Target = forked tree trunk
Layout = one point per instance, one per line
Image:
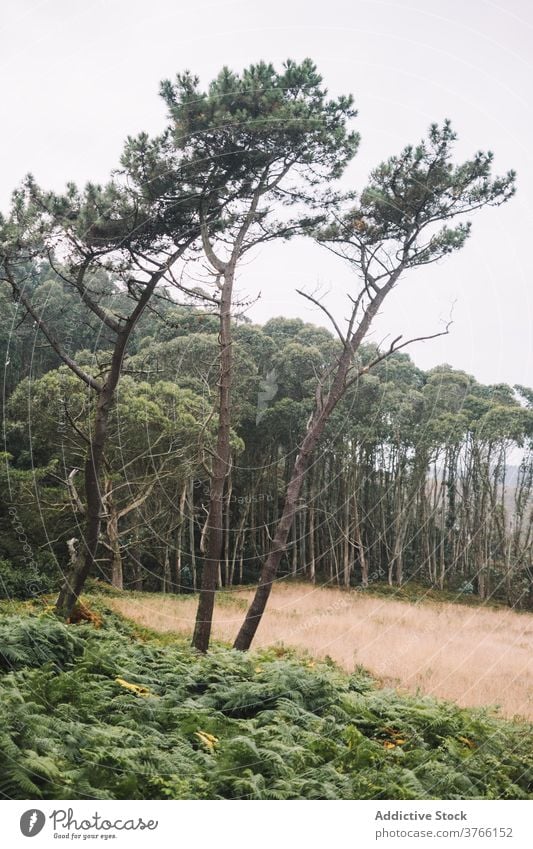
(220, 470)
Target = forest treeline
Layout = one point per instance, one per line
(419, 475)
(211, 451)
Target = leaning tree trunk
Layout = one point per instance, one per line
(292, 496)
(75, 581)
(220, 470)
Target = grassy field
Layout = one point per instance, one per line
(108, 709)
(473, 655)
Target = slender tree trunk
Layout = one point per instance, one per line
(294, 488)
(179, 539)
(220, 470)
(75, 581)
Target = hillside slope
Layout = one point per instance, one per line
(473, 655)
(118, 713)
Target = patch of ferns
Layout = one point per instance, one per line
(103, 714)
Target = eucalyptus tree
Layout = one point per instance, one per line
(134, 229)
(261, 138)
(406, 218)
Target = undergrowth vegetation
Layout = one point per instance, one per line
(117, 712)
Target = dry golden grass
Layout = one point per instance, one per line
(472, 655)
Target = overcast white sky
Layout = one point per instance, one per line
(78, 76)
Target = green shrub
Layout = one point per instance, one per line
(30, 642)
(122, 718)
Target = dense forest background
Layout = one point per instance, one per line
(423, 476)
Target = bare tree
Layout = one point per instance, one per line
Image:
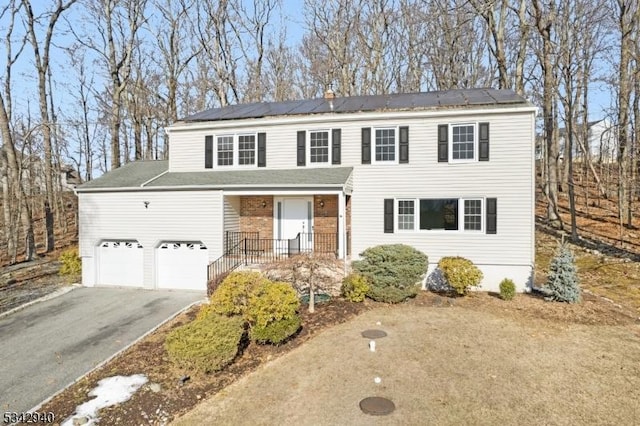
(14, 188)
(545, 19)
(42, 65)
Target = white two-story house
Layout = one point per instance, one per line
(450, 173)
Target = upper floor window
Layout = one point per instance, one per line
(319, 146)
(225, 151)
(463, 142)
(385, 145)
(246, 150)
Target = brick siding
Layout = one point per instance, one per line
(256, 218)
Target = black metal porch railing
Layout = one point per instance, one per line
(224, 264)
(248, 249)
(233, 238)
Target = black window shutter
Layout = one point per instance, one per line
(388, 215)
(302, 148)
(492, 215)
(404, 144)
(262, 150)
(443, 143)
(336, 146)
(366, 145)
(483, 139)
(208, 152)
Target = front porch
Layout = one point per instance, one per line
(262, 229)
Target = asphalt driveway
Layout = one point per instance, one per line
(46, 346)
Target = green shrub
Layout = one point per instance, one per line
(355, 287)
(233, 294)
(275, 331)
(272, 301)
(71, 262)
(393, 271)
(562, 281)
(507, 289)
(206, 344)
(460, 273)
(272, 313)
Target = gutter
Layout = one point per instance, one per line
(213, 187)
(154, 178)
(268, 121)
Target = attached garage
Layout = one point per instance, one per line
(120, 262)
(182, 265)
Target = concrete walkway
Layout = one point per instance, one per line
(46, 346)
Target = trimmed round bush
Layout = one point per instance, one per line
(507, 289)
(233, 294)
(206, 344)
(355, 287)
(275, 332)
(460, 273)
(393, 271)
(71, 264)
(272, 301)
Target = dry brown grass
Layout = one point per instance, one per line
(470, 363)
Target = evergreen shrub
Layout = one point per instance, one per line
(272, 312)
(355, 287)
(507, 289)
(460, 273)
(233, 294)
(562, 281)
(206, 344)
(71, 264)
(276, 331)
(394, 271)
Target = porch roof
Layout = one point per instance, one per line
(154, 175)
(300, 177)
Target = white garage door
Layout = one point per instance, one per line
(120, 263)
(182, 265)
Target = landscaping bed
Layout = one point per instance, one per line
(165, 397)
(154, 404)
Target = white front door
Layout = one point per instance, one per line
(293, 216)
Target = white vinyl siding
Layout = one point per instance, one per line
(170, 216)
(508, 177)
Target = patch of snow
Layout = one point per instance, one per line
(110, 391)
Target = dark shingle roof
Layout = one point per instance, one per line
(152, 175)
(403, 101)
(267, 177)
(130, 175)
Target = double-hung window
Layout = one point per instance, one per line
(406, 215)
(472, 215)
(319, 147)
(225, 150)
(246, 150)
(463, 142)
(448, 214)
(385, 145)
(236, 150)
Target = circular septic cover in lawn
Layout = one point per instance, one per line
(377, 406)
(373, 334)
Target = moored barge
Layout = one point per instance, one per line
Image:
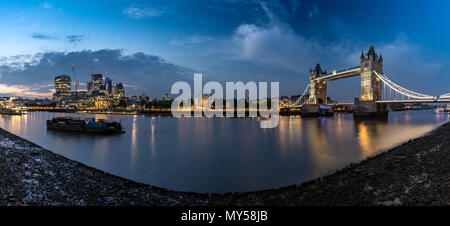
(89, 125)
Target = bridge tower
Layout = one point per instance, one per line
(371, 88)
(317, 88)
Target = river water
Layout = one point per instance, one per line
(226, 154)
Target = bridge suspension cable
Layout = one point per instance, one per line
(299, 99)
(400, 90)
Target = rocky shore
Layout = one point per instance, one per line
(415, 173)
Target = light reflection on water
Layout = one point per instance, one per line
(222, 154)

==

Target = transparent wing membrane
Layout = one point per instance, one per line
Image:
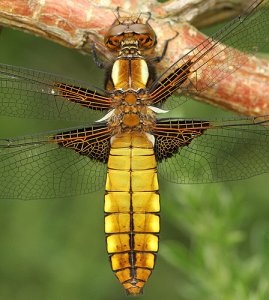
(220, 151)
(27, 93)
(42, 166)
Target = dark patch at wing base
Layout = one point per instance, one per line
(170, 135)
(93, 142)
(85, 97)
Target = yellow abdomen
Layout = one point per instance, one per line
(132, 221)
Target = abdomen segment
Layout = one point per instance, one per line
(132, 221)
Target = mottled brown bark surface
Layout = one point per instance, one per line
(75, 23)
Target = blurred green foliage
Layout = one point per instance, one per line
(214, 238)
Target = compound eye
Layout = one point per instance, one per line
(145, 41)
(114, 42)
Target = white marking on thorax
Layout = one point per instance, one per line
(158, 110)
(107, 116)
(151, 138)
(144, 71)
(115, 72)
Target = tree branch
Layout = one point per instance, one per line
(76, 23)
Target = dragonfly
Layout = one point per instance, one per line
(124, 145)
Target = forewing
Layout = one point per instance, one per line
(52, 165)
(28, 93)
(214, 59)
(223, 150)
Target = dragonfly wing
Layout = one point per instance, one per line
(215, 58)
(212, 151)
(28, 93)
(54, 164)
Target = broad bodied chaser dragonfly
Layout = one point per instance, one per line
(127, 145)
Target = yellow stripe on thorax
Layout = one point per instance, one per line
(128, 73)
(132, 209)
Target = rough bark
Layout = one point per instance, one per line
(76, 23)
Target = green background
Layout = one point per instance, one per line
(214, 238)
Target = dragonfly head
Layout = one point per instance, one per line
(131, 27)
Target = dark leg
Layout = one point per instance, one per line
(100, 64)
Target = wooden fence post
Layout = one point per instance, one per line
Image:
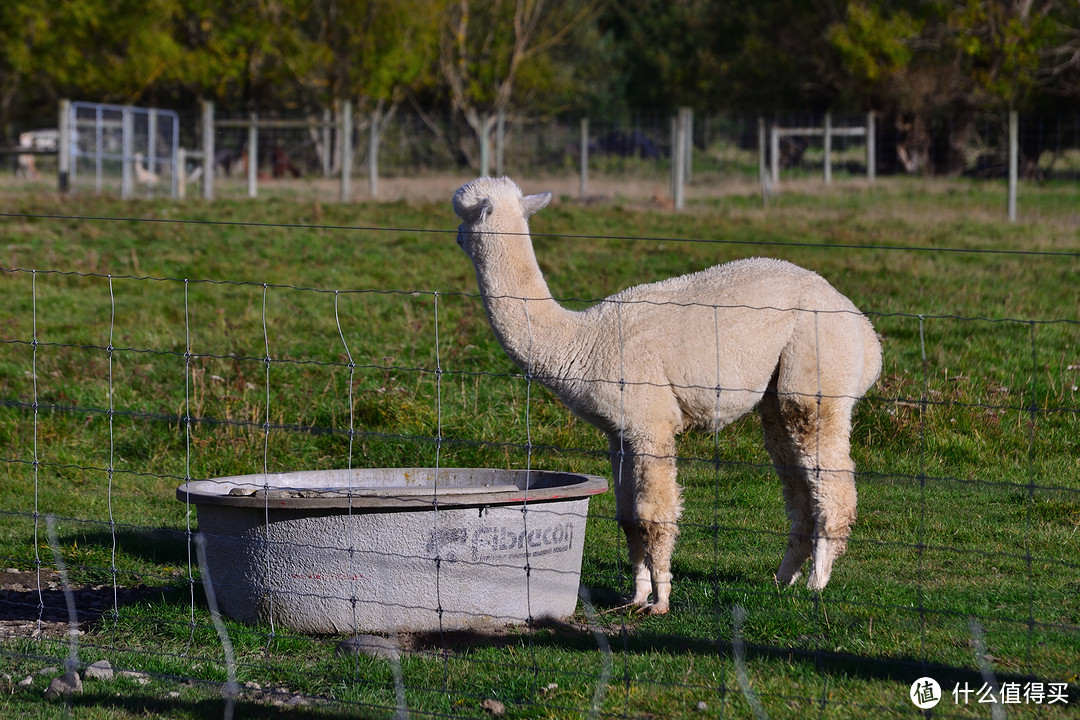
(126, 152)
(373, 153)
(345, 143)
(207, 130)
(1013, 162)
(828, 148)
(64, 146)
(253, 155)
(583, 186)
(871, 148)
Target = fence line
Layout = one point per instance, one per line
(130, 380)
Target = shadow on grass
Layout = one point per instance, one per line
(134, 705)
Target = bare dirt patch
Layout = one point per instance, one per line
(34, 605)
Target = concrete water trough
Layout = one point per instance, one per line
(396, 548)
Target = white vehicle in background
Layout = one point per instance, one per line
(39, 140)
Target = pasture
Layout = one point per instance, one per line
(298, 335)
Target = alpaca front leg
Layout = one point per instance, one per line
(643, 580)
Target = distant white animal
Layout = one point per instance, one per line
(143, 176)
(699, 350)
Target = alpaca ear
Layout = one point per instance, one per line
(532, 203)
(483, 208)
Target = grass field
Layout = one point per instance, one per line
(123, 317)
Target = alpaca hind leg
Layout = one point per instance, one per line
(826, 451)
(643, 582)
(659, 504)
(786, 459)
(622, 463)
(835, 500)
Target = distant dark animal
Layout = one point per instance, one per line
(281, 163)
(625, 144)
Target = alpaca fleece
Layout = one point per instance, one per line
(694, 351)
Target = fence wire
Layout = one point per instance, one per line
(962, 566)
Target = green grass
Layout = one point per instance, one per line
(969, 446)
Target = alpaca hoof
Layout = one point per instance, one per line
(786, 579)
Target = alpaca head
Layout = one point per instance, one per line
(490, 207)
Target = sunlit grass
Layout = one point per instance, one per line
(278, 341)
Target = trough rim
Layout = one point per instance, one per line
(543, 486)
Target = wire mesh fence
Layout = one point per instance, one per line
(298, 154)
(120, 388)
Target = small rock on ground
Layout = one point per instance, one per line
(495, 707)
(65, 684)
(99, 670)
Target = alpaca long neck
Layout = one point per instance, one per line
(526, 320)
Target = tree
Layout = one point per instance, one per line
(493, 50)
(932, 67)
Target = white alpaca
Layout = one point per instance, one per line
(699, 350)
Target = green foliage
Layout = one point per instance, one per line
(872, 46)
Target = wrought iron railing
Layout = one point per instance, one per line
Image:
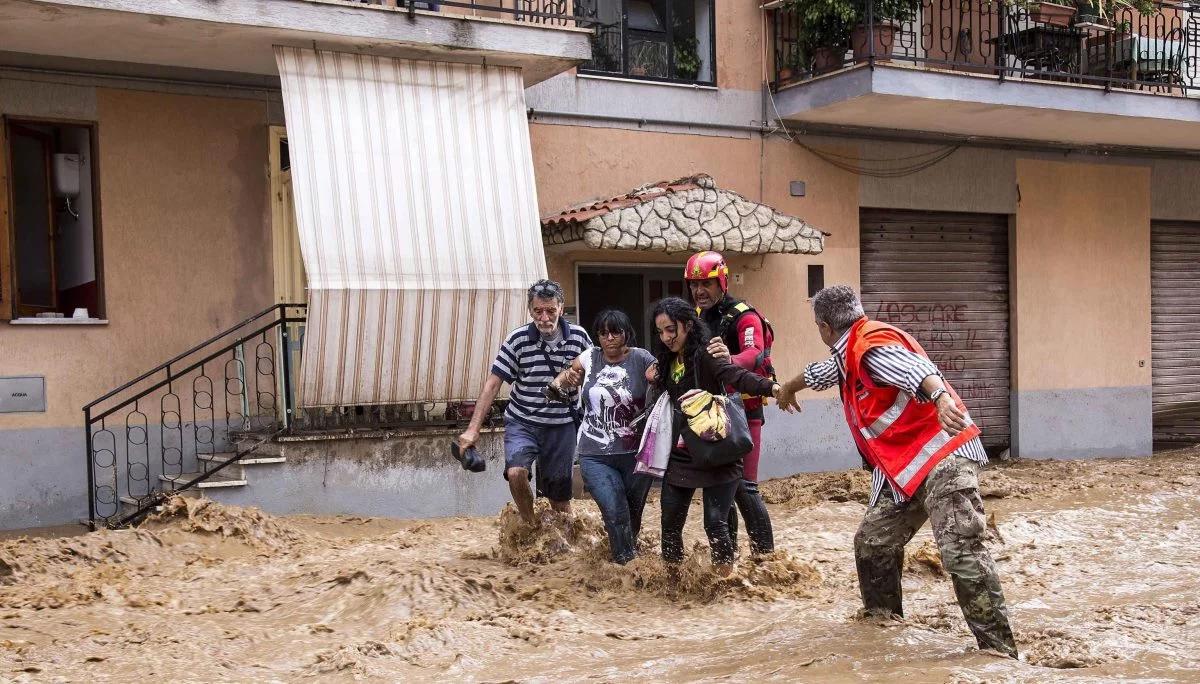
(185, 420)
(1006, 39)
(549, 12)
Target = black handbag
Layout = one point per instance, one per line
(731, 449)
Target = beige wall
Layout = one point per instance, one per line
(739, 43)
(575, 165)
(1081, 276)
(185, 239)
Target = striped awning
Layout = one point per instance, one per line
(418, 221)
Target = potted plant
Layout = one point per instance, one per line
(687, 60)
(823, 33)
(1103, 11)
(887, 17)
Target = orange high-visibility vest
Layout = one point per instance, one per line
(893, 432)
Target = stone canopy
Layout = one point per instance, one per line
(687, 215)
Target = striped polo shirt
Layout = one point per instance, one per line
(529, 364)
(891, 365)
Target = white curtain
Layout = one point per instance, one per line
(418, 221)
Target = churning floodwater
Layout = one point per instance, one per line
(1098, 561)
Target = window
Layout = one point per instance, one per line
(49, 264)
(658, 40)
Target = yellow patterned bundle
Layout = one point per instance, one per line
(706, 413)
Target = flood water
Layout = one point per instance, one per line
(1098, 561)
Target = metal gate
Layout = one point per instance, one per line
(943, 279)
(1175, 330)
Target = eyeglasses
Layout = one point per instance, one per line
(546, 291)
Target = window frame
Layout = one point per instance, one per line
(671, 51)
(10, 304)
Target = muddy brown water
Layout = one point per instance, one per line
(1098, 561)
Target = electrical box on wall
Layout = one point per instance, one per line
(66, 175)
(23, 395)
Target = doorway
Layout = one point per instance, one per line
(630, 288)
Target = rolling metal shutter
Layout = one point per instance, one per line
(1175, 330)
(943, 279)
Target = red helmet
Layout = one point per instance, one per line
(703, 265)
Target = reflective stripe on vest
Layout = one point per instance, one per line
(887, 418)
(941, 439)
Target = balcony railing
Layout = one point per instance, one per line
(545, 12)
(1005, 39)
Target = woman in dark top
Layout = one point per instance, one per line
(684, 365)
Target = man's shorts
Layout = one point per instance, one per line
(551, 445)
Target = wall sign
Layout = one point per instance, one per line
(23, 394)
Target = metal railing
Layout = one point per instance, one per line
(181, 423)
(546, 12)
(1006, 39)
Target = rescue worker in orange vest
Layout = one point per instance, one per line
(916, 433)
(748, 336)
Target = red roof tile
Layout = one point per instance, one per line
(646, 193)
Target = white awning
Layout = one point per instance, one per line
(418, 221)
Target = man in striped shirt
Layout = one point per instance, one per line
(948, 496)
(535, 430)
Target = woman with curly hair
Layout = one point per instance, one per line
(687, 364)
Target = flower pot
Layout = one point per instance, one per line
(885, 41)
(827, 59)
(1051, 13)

--

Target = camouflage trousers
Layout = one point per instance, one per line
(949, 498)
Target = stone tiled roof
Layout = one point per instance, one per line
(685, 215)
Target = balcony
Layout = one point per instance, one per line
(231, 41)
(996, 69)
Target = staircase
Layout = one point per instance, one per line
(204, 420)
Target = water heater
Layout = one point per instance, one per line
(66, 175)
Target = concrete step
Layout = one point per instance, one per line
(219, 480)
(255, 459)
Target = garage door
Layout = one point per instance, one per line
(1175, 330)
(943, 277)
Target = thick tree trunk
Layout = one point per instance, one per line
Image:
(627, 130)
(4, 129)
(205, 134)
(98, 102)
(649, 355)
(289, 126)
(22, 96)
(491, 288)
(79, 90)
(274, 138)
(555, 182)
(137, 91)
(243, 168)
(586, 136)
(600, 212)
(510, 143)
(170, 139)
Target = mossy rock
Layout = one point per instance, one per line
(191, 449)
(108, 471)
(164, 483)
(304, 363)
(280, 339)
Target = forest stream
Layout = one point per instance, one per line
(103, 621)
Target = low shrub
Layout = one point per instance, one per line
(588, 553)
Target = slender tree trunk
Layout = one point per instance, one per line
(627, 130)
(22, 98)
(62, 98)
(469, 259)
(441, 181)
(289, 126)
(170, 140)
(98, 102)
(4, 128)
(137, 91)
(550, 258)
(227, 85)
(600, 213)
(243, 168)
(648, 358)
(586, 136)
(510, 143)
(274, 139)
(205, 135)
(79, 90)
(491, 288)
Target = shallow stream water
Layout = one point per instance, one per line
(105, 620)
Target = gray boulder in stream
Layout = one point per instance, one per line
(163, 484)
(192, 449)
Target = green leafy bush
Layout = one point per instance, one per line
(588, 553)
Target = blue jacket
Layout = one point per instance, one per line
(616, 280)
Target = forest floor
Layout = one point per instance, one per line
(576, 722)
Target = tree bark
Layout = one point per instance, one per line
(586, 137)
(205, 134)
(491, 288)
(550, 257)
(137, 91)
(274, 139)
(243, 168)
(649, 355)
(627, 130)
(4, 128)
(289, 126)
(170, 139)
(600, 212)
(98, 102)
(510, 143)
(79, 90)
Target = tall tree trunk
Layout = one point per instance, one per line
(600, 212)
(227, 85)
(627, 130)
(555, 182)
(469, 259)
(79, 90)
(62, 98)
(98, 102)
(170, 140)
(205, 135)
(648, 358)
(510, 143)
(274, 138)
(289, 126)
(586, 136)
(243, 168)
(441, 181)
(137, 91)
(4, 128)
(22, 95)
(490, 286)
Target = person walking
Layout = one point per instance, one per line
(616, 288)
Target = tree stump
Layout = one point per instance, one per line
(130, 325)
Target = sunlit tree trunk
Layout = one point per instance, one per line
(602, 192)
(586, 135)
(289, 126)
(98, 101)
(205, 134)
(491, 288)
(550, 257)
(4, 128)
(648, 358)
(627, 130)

_SET EXERCISE_
Locate every line in the records above that contains the string "woman" and copy each one. Case counts when matching.

_RESPONSE_
Target = woman in dark top
Target = woman with curly hair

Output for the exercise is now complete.